> [GIVEN TASK] Give every line of the material below as a JSON list of strings, one string per line, with blank lines and pictures left out.

# Start of EXCERPTED DATA

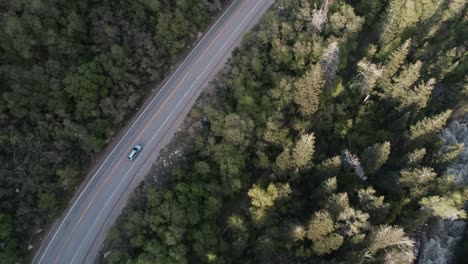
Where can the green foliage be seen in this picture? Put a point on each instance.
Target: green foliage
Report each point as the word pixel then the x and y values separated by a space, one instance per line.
pixel 447 206
pixel 320 231
pixel 71 73
pixel 424 130
pixel 307 90
pixel 313 84
pixel 375 156
pixel 417 180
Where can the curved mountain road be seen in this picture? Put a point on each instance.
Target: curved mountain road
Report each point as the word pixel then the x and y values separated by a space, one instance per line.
pixel 78 235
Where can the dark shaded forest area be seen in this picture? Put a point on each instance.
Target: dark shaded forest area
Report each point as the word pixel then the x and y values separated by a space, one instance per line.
pixel 71 72
pixel 323 144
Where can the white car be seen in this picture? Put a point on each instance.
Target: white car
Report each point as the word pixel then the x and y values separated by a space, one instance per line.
pixel 134 153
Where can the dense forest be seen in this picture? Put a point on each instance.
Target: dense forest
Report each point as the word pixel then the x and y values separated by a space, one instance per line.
pixel 326 142
pixel 70 74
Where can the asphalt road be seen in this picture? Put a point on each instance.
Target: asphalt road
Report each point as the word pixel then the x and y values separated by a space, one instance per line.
pixel 78 235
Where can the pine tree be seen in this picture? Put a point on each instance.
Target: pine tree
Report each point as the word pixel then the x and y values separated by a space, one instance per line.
pixel 330 60
pixel 367 77
pixel 319 16
pixel 386 237
pixel 328 244
pixel 397 58
pixel 262 199
pixel 303 151
pixel 416 98
pixel 375 156
pixel 424 130
pixel 283 162
pixel 320 225
pixel 415 157
pixel 391 19
pixel 329 167
pixel 350 222
pixel 307 90
pixel 320 231
pixel 351 162
pixel 447 206
pixel 401 83
pixel 418 180
pixel 368 200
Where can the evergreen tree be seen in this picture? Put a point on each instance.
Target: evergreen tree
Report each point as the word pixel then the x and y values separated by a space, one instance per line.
pixel 307 90
pixel 330 60
pixel 303 152
pixel 415 157
pixel 375 156
pixel 424 130
pixel 351 162
pixel 448 206
pixel 418 180
pixel 388 237
pixel 396 60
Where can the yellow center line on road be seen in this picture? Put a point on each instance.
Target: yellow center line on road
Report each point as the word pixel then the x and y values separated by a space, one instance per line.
pixel 146 126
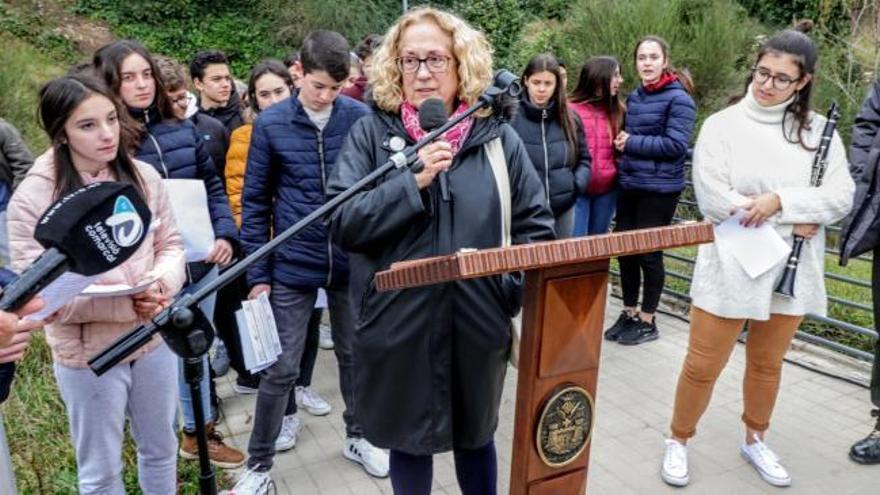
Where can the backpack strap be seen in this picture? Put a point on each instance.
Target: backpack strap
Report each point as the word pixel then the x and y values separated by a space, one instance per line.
pixel 495 152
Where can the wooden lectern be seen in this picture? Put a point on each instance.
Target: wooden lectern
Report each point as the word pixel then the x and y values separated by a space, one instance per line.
pixel 562 321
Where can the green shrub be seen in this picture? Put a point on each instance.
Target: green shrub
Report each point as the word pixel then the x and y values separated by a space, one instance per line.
pixel 23 70
pixel 711 38
pixel 180 28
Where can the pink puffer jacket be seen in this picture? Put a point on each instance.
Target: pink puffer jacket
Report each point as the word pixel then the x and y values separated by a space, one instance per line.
pixel 88 325
pixel 597 131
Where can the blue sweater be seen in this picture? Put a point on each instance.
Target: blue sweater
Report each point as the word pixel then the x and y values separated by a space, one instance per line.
pixel 289 162
pixel 660 125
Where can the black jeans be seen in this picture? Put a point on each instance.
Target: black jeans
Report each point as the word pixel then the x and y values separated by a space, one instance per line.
pixel 875 292
pixel 293 308
pixel 229 300
pixel 639 210
pixel 310 352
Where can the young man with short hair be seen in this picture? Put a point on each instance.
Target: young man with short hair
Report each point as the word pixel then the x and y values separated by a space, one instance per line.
pixel 212 79
pixel 293 148
pixel 212 131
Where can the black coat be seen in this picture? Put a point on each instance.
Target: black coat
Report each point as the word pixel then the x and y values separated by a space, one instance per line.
pixel 861 230
pixel 430 361
pixel 563 178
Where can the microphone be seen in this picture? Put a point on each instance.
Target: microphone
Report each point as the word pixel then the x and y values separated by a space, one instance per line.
pixel 503 82
pixel 432 114
pixel 89 231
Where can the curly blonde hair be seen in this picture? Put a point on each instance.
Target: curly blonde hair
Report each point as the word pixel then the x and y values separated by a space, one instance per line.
pixel 472 52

# End of EXCERPTED DATA

> [SOLUTION]
[
  "Where can the green foliage be seen in this picture? Put a point on each instance.",
  "Target: green foliage",
  "Report each point as the word pixel then the x and y values separated by a space, one instance per line.",
  "pixel 447 206",
  "pixel 320 231",
  "pixel 71 73",
  "pixel 424 130",
  "pixel 307 90",
  "pixel 313 84",
  "pixel 375 156",
  "pixel 417 180",
  "Where can the curved mountain road be seen in this picture? Put a point on each instance.",
  "Target: curved mountain road",
  "Report each point as the word pixel then the x and y values separated by a space, one instance per line.",
  "pixel 78 235",
  "Where can the dark shaded forest area be seen in this picture? Put a point on each instance.",
  "Target: dark shaded forest area",
  "Report each point as the word pixel then the x and y values separated by a space, one instance per line.",
  "pixel 71 72",
  "pixel 323 144",
  "Where can the white car be seen in this picture? Put a point on each instance.",
  "Target: white car",
  "Report each point as the word pixel then the x and y values separated by a space, one instance per line.",
  "pixel 134 153",
  "Where can the dense forest be seen in this picture? Put a point on each instance.",
  "Target: dense forest",
  "Report each point as the word pixel then the x and y values separated by a space, one instance per line.",
  "pixel 326 142",
  "pixel 70 74",
  "Where can the asphalt road be seen in this picture? Put a point on each instance.",
  "Target: asphalt road",
  "Report each point as the word pixel then the x and y values separated by a space, one instance per line.",
  "pixel 78 235",
  "Where can the pine tree be seen in this picture? Put a point on each instance.",
  "Target: pine tree",
  "Report each point as the word pixel then the x and y values separated by a space, one instance per line.",
  "pixel 330 60",
  "pixel 367 77",
  "pixel 319 16",
  "pixel 386 237",
  "pixel 328 244",
  "pixel 397 58",
  "pixel 262 199",
  "pixel 303 151",
  "pixel 416 98",
  "pixel 375 156",
  "pixel 424 130",
  "pixel 283 162",
  "pixel 320 225",
  "pixel 415 157",
  "pixel 391 19",
  "pixel 329 167",
  "pixel 350 222",
  "pixel 307 90",
  "pixel 320 231",
  "pixel 351 162",
  "pixel 447 206",
  "pixel 401 83",
  "pixel 418 180",
  "pixel 368 200",
  "Where can the evergreen tree be seen in this picture? Put a point on each instance.",
  "Target: evergreen tree",
  "Report each point as the word pixel then the x and y values separated by a space, one instance per line.",
  "pixel 307 90",
  "pixel 330 60",
  "pixel 303 152",
  "pixel 415 157",
  "pixel 375 156",
  "pixel 424 130",
  "pixel 351 162",
  "pixel 448 206",
  "pixel 418 180",
  "pixel 388 237",
  "pixel 396 60",
  "Where can the yellow center line on road be seen in this picture? Put a point on each instance.",
  "Target: yellow center line on road",
  "Report each point as the word pixel then the x and y values separated by a space, one instance per line.",
  "pixel 146 126",
  "Where can the backpack strap be seen in this picture? Put a point on each instance.",
  "Target: backpack strap",
  "Report each point as the word pixel then the x and y values separated by a space, one instance per line.",
  "pixel 495 152",
  "Where can the wooden lectern be seen in this picture? Put a point on each instance.",
  "Target: wooden lectern",
  "Report each point as the word pixel then the x and y values separated by a space, one instance per line.",
  "pixel 562 321",
  "Where can the green shrub be seen in this picture? Put a point on each instance.",
  "Target: green shrub",
  "Report each point as the word pixel then the x and y values separated by a space, one instance per line.",
  "pixel 23 70",
  "pixel 711 38",
  "pixel 180 28",
  "Where can the pink puffer jacket be seen in this picture? Put a point on each instance.",
  "Target: pink puffer jacket",
  "Report each point as the word pixel then the x and y values separated by a space, one instance per line.",
  "pixel 88 325",
  "pixel 597 131",
  "Where can the blue sweater be seen in this picture? Put a point on each instance.",
  "Target: blue sweater",
  "Report each point as the word pixel then the x and y values separated by a space, one instance per line.",
  "pixel 289 162",
  "pixel 660 125",
  "Where can the black jeans be seen in this picture? Put a point on each instance.",
  "Target: black jeans",
  "Report each point as the word pixel then the x and y values separated by a space, one instance per line.",
  "pixel 875 292",
  "pixel 293 308",
  "pixel 229 300",
  "pixel 639 210",
  "pixel 310 352",
  "Where can the young man with short hair be seen in this picture? Put a point on each instance.",
  "Target: young man with short hair",
  "Report each point as the word pixel then the x and y values separated by a space, one instance per line.",
  "pixel 212 79",
  "pixel 293 148",
  "pixel 212 131",
  "Where can the black coat be seen in this picture? Put a point on each instance.",
  "Target: black coat",
  "Report each point as the word pixel then the x and y values separated by a space, one instance per line.",
  "pixel 861 230",
  "pixel 430 361",
  "pixel 563 178",
  "Where can the microphone be seen in this picture? Put a point on each instance.",
  "Target: microphone",
  "Report each point as the word pixel then the x and y values separated by a space, one instance per line.",
  "pixel 503 82",
  "pixel 432 114",
  "pixel 89 231",
  "Where can the curly blonde hair be seen in this picture? Put a point on each instance.",
  "Target: curly blonde hair",
  "Report each point as the word pixel then the x and y values separated by a space, one instance per line.",
  "pixel 472 52"
]